Records to use →
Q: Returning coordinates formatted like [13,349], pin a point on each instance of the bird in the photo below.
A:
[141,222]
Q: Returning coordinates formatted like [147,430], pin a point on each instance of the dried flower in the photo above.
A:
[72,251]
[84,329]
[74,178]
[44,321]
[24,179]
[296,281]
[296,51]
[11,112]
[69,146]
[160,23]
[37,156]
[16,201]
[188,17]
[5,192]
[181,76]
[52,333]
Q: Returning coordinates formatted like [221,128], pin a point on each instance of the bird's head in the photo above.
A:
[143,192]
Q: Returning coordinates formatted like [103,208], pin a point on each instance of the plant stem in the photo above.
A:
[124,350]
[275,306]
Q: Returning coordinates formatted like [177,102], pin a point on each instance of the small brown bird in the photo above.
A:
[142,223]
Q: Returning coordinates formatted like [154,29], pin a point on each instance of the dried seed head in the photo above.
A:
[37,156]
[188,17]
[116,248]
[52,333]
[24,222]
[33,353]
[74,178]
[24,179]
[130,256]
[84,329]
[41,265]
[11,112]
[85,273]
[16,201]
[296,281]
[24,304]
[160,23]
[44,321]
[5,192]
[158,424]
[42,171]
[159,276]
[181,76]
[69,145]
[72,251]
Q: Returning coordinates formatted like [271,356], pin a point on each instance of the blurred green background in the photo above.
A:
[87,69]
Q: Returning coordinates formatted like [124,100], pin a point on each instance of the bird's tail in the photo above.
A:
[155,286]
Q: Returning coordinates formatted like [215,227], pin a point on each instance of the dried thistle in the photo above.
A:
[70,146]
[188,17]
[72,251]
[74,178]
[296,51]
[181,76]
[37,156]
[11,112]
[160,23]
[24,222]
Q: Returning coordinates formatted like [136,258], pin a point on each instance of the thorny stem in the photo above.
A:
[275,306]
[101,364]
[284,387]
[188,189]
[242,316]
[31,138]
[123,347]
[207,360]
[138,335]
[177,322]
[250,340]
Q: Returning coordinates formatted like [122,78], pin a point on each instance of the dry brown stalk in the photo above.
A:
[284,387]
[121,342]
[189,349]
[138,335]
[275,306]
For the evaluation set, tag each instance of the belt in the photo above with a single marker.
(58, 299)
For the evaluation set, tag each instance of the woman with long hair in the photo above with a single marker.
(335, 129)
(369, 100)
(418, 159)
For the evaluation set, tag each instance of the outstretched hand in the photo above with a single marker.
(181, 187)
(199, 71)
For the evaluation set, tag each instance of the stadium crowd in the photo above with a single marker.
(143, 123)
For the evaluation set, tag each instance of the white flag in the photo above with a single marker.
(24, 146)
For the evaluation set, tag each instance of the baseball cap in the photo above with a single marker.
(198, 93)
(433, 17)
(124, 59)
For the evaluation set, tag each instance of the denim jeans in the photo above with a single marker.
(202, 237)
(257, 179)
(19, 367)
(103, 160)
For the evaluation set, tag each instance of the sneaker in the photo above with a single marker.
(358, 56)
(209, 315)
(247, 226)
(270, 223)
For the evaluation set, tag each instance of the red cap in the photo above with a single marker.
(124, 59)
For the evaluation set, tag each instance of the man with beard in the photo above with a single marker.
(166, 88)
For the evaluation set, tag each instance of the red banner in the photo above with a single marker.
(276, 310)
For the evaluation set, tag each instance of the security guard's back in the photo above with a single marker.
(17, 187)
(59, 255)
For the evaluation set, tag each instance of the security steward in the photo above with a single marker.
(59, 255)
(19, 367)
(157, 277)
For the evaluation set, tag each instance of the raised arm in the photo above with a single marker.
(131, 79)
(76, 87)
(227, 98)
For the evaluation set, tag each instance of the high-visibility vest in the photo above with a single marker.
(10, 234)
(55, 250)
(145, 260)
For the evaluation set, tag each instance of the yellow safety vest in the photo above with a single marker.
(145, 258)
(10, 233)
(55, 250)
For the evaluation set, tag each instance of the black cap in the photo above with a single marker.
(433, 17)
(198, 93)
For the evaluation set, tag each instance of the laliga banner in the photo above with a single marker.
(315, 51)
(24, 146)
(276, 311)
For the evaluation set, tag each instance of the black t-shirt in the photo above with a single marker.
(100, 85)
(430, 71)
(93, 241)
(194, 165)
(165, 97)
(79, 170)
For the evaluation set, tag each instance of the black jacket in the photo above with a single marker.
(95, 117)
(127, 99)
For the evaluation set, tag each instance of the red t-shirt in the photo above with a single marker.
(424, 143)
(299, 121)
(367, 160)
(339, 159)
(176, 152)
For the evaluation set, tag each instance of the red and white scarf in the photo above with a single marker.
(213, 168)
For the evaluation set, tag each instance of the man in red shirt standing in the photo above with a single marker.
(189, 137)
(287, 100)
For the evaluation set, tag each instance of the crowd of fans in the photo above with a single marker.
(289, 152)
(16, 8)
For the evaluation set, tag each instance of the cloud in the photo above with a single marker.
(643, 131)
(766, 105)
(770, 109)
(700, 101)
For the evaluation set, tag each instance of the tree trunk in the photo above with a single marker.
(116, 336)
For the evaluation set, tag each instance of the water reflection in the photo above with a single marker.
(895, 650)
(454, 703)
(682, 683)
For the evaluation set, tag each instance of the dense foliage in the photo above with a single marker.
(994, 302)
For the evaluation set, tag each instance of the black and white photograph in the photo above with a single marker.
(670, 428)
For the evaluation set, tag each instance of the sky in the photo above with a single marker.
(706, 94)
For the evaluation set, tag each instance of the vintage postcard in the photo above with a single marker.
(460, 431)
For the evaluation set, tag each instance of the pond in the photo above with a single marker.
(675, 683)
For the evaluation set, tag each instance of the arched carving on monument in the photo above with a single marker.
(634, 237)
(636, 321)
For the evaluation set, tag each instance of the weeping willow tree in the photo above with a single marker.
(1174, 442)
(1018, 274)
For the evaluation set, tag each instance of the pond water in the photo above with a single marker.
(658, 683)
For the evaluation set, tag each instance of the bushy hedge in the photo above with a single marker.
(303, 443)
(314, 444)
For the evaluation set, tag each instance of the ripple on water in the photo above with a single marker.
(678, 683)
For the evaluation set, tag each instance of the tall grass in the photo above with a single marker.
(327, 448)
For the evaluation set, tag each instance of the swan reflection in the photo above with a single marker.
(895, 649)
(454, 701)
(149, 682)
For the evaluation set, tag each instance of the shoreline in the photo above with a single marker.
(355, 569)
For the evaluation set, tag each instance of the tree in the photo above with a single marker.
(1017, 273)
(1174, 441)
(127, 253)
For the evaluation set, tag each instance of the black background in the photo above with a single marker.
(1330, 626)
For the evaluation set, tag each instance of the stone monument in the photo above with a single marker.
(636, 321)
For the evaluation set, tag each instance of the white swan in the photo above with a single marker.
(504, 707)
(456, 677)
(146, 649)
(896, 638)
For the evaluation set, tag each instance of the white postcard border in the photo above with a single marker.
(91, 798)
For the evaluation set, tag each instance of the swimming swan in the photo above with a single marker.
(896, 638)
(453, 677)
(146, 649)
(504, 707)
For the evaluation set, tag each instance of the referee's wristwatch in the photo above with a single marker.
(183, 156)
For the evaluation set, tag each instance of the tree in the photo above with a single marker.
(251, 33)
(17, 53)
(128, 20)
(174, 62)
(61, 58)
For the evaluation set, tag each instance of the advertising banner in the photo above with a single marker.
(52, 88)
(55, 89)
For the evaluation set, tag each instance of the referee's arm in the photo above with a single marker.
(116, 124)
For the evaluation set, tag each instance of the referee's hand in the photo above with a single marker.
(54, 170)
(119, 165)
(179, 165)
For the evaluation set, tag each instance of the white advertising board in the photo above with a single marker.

Given task → Copy every item above word for word, with no changes.

Solution to this problem →
Q: Returning coordinates formatted like [13,349], pin a point on each instance of the bird in the photo below.
A:
[141,222]
Q: Returning coordinates formatted like [147,430], pin a point on each instance of the dried flower in the photo above.
A:
[72,251]
[84,329]
[74,178]
[44,321]
[24,179]
[296,281]
[296,51]
[11,112]
[69,146]
[160,23]
[37,156]
[16,201]
[188,17]
[5,192]
[181,76]
[52,333]
Q: Returning coordinates formatted like [221,128], pin a point on each instance of the bird's head in the photo above.
A:
[143,192]
Q: Returning coordinates formatted like [103,208], pin a point on each instance of the plant stem in the photo above.
A:
[124,350]
[275,306]
Q: Returning coordinates formatted like [177,102], pin a point on each instance of the small brown bird in the photo above.
A:
[142,223]
Q: Returning coordinates formatted like [154,29], pin a point on each instance of the dried seed head in the photo above.
A:
[37,156]
[188,17]
[116,248]
[52,333]
[24,222]
[33,353]
[74,178]
[24,179]
[130,256]
[84,329]
[41,265]
[11,112]
[85,273]
[16,201]
[296,281]
[24,304]
[160,23]
[44,321]
[5,192]
[158,424]
[42,171]
[159,276]
[181,76]
[69,145]
[72,251]
Q: Returning coordinates formatted like [271,356], pin a point on each instance of the blurred green background in the photo above.
A:
[87,69]
Q: Returning coordinates formatted like [124,100], pin a point on each instance of the bird's tail in the photo above.
A:
[155,286]
Q: Returning coordinates formatted like [215,227], pin a point on each instance of the dried thistle in the photo above.
A:
[70,146]
[188,17]
[72,251]
[74,178]
[296,51]
[181,76]
[37,156]
[11,112]
[160,23]
[24,222]
Q: Returning coordinates formatted like [136,258], pin a point on each instance of the thorny stem in the photo above.
A:
[275,306]
[101,364]
[284,387]
[188,189]
[242,316]
[31,138]
[123,347]
[207,360]
[138,335]
[177,322]
[250,340]
Q: Returning coordinates formatted like [122,78], pin a point on each instance of the dry brown stalk in the photo above.
A:
[284,387]
[121,342]
[189,349]
[138,335]
[275,306]
For the evaluation set, tag each instance of the belt in the photo above with a single marker.
(58, 299)
For the evaluation set, tag each instance of the woman with long hair in the photo above with a single marker.
(335, 129)
(369, 100)
(418, 159)
For the evaluation set, tag each instance of the outstretched hand in the photo above with a single marker.
(181, 187)
(199, 71)
For the evaluation set, tag each instance of the stadium crowd in the photo above with a single marker.
(143, 123)
For the evaluation set, tag each instance of the white flag in the photo above with a single marker.
(24, 146)
For the evaluation set, tag each instance of the baseball cap in the photo above with a single marker.
(198, 93)
(433, 17)
(124, 59)
For the evaluation set, tag each instance of the denim jeans in the photo above with a single marker.
(202, 237)
(257, 179)
(19, 367)
(103, 160)
For the evaluation set, tag each instance of the sneaker in the photo above with a single marker.
(358, 56)
(209, 315)
(247, 226)
(270, 223)
For the evaluation set, tag each instance of the red cap in the photo above with a single marker.
(124, 59)
For the evaluation set, tag each instance of the man with beard in the photo above with a single marker.
(166, 88)
For the evaluation set, tag each instance of the red banner in the photo above with a single marker.
(276, 310)
For the evaluation set, tag each instance of the security guard's back in the photo above with a single marker.
(17, 187)
(59, 255)
For the evaluation set, tag each instance of the security steward in the photo above with a single marker.
(59, 255)
(19, 367)
(157, 277)
For the evaluation set, tag each instance of the raised arm in the photo above with a single marker.
(131, 79)
(76, 87)
(227, 98)
For the evaluation set, tag each instance of the high-visibility vest in the photo above with a single marker.
(10, 234)
(55, 250)
(145, 260)
For the evaluation set, tag each instance of the yellow safety vest in the photo above with a single marker.
(145, 258)
(10, 233)
(55, 250)
For the evaluation set, tag each instance of the black cap in the photo above with a single marker.
(433, 17)
(198, 93)
For the evaluation set, tag each instance of the laliga banner in the photo above with a single marker.
(315, 51)
(24, 146)
(276, 311)
For the evaluation set, tag each instance of the black t-shirt in the photo above with a single marker.
(100, 85)
(430, 71)
(93, 241)
(194, 165)
(165, 97)
(79, 170)
For the evaluation set, tag each instance of the black jacket in the photo above with a single marker.
(95, 117)
(127, 99)
For the evaluation set, tag each instance of the red t-shirt in the photo above with a single marker.
(424, 143)
(299, 121)
(367, 160)
(339, 159)
(176, 152)
For the evaluation set, tag each instance of the red and white scarf in the photo above with a single marker.
(213, 168)
For the evaluation set, tag each instance of the man in red shirt standing in the photo above with a single marker.
(189, 137)
(287, 100)
For the evaluation set, tag each instance of the crowd of fans in the photo above with a single marker.
(289, 152)
(16, 8)
For the evaluation set, tag each instance of the cloud in the photo above with a single marker.
(643, 131)
(766, 105)
(770, 109)
(700, 101)
For the evaluation set, tag each instance of the tree trunk in the photo above with a single marker.
(116, 336)
For the evaluation set, tag each instance of the water reflection in the photo above with a single marker.
(895, 650)
(454, 703)
(682, 683)
For the evaluation set, tag each instance of the dense foliage in the photo above with a single marker.
(994, 302)
For the evaluation set, tag each instance of the black and white photograph in the photo above with a single marker.
(670, 428)
For the evaluation set, tag each instance of the sky in the photo above with a single marker.
(706, 94)
For the evaluation set, tag each instance of the vintage postcard in the photo above with a single marker.
(460, 431)
For the evaluation set, tag each instance of the pond in the photo above with a single marker.
(675, 683)
For the evaluation set, tag each instance of the arched carving on monument in the photo above with a single marker.
(634, 237)
(636, 321)
For the evaluation set, tag each instance of the weeping willow tree in the photo above with a single marker.
(1174, 442)
(1018, 274)
For the evaluation set, tag each instance of the pond water in the photo above with a single marker.
(658, 683)
For the evaluation set, tag each instance of the bushy hedge in the photo above with a single marker.
(303, 443)
(314, 444)
For the evaluation set, tag each instance of the ripple on water in the photo above with a single marker.
(678, 683)
For the evaluation set, tag each instance of the tall grass in the photo above with a single marker.
(327, 448)
For the evaluation set, tag each instance of the swan reflection in the photo above with a single marker.
(895, 649)
(454, 701)
(149, 682)
For the evaluation set, tag each instance of the shoreline in the photo above with a single marker.
(355, 569)
For the evaluation set, tag each instance of the tree in the photo above with a single marker.
(1017, 273)
(1174, 441)
(127, 253)
For the evaluation set, tag each instance of the black background in the photo above with a single marker.
(1330, 626)
For the evaluation set, tag each instance of the stone monument in the photo above with a single marker.
(636, 321)
For the evaluation set, tag each instance of the white swan in the photo above with a single marker.
(504, 707)
(456, 677)
(146, 649)
(896, 638)
For the evaluation set, tag each instance of the white postcard border in the photo above with a single marker.
(91, 798)
For the evaluation set, tag each instance of the swimming swan in the photo above with a single marker.
(896, 638)
(453, 677)
(146, 649)
(504, 707)
For the evaluation set, tag each instance of the referee's wristwatch in the photo above with a single marker.
(183, 156)
For the evaluation set, tag each instance of the tree in the photo above with a single marker.
(251, 33)
(17, 53)
(128, 20)
(174, 62)
(61, 58)
For the evaluation set, tag each instance of the advertising banner in the photo above with a single marker.
(52, 88)
(55, 89)
For the evaluation set, tag each instance of the referee's arm in the photo above with a single marker.
(116, 124)
For the evaluation set, tag each instance of the referee's hand in the photo above with a single marker.
(54, 170)
(119, 165)
(179, 165)
For the evaluation set, tag each instance of the white advertising board in the photo above with a single marker.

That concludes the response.